_Extrait choisi_
◇ ◇ ◇

Quant à l'hormone de croissance, ce scandale concerne l'utilisation d'extraits de tissus nerveux prélevés dans des conditions peu rigoureuses pour en tirer une hormone destinée à soigner certaines formes de nanisme. À première vue, il semble que l'État n'a pas été directement concerné, les principales responsabilités se situant au niveau des responsables des prélèvements et des médecins prescripteurs.
La canicule de 2003
Durant l'été 2003, l'Europe doit faire face à une canicule. Elle entrainera une surmortalité évaluée à 15.000 décès en France. Le nombre de décès enregistré chez nos voisins sera assez différent: entre 6.000 et 20.000 en Italie, environ 3.000 au Royaume-Uni, 141 en Espagne, 7.000 en Allemagne. On se souvient que c'est un urgentiste qui le premier alertera les médias. Le ministre de la santé gaffera en se présentant en polo sur son lieu de vacances et en banalisant la crise.
L'État, encore une fois surpris, réagira en proposant des mesures simples de prévention. Mais, avec retard.
La grippe aviaire
En 2004, un nouveau virus menace d'entrainer une pandémie grave. En même temps que des mesures de surveillance des oiseaux migrateurs sont réalisées, l'État songe à mettre en place un dispositif permettant de faire face à une éventuelle épidémie, c'est l'EPRUS, Etablissement de Préparation et de Réponse aux Urgences Sanitaires. Des stocks très importants de Tamiflu et de masques sont constitués.
Tout un dispositif d'allure militaire est mis sur fiches. Il comprend notamment le recrutement de médecins volontaires, des séances de vaccination regroupées, etc... Le dispositif EPRUS n'a pas alors besoin d'être activé car la grippe aviaire ne touchera pas le pays...mais il sera repris tel quel quand arrivera la grippe A H1N1.
Le principe de précaution Initialement, c'est par rapport à l'environnement que le principe dit « de précaution » a été mis en place. Il s'agissait de sensibiliser les États pour que des précautions soient prises sans attendre la survenue de problèmes graves. C'est au nom de ce principe de précaution que les arracheurs de plans de maïs OGM agissent: « En absence de certitude quand à l'innocuité des produits OGM, il est normal, c'est même un droit, de se protéger, donc d'arracher ». En 2005, ce principe de précaution est inscrit dans la Constitution française.

◇ ◇ ◇

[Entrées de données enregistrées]
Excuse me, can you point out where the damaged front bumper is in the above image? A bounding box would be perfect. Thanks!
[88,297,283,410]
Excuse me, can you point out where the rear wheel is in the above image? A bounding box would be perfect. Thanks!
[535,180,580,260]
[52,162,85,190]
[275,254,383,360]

◇ ◇ ◇

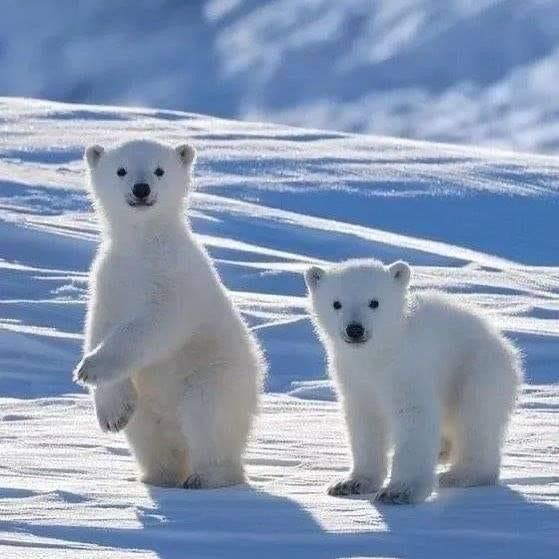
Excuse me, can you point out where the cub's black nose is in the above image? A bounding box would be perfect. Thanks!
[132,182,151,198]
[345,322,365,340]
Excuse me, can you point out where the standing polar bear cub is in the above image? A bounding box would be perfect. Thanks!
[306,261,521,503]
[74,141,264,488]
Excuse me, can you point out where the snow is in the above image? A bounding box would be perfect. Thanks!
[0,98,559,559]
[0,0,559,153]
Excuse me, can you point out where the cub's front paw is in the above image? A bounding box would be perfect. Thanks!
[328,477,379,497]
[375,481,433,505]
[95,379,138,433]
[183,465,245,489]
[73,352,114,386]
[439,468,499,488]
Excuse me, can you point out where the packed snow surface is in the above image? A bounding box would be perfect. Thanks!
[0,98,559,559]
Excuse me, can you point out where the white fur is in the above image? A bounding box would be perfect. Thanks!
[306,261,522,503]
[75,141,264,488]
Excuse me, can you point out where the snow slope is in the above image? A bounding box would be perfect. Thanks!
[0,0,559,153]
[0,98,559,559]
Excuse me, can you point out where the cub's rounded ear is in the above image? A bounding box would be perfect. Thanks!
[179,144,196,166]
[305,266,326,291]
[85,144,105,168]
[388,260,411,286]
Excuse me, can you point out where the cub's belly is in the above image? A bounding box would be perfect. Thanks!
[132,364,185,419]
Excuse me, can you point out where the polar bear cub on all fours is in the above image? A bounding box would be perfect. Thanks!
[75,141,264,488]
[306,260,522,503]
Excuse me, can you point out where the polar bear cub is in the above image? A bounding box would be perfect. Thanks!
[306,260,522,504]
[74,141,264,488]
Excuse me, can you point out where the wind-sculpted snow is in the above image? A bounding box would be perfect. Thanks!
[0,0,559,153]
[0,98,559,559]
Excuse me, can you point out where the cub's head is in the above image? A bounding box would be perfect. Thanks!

◇ ◇ ◇

_Consigne A_
Recopiez le passage du texte sur les crises sanitaires de « Quant à l'hormone » à « des médecins prescripteurs. », en remplaçant « nanisme » par « retard de croissance ».
_Consigne B_
Rédigez la suite du texte sur les crises sanitaires, en partant de sa dernière phrase.

_Résultat A_
Quant à l'hormone de croissance, ce scandale concerne l'utilisation d'extraits de tissus nerveux prélevés dans des conditions peu rigoureuses pour en tirer une hormone destinée à soigner certaines formes de retard de croissance. À première vue, il semble que l'État n'a pas été directement concerné, les principales responsabilités se situant au niveau des responsables des prélèvements et des médecins prescripteurs.

_Résultat B_
Aujourd'hui, une grande confusion règne. On confond précaution et prévention. On confond risque avéré et risque supposé.Les mentalités, elles aussi, ont évolué exigeant une extension du périmètre d'intervention du principe : plus personne n'accepte de ne pas être protégé contre le moindre risque. Pour un rien, l'État est attaqué, suspecté de ne pas en faire assez.
La grippe A (H1N1)
Quand au printemps 2009, surgit cette nouvelle menace de pandémie, c'est une nouvelle « crise sanitaire » qui éclate. L'État, fort des expériences antérieures quelque peu désastreuses (sang contaminé, canicule, nuage de Tchernobyl, vache folle) et fort de cet outil constitutionnel qu'est le principe de précaution, prend la décision de vacciner l'ensemble de la population et réactive le dispositif EPRUS.
Las, cette grippe A se révélera être une fausse alerte et la gestion de la crise fera l'objet de beaucoup de critiques. Il faut dire que le dispositif EPRUS, largement bureaucratique, a engagé la responsabilité de l'ensemble du personnel politique. Reste plusieurs erreurs difficilement compréhensibles: pourquoi ce manque de souplesse qui n'a pas permis d'adapter le dispositif au fur et à mesure de l'évolution de la menace? Pourquoi avoir tant tardé à mobiliser les médecins de ville? Pourquoi s'être entêté à affirmer la gravité du phénomène jusqu'à la date de l'annonce de la fin de l'épidémie, le 14 janvier 2010?
Du coup, il ne faudra pas s'étonner à l'avenir que l'État soit l'objet de méfiance tant en ce qui concerne l'évaluation de la menace sanitaire que la collusion avec les laboratoires. Quant au principe de précaution, il risque de provoquer des ravages car il pousse à la dramatisation et rigidifie les interventions publiques.